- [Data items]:
------------------------
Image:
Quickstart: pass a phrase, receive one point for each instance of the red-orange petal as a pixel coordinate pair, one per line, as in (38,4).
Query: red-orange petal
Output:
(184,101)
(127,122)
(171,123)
------------------------
- [PROBLEM TO WORK ON]: Repeat the data exactly. Leave nothing out.

- [FINAL ANSWER]:
Image:
Quickstart: pass a phrase, receive one point for each instance of the red-orange petal as a pixel coordinate pair, one per line, as in (38,4).
Query: red-orange petal
Output:
(184,101)
(127,122)
(171,123)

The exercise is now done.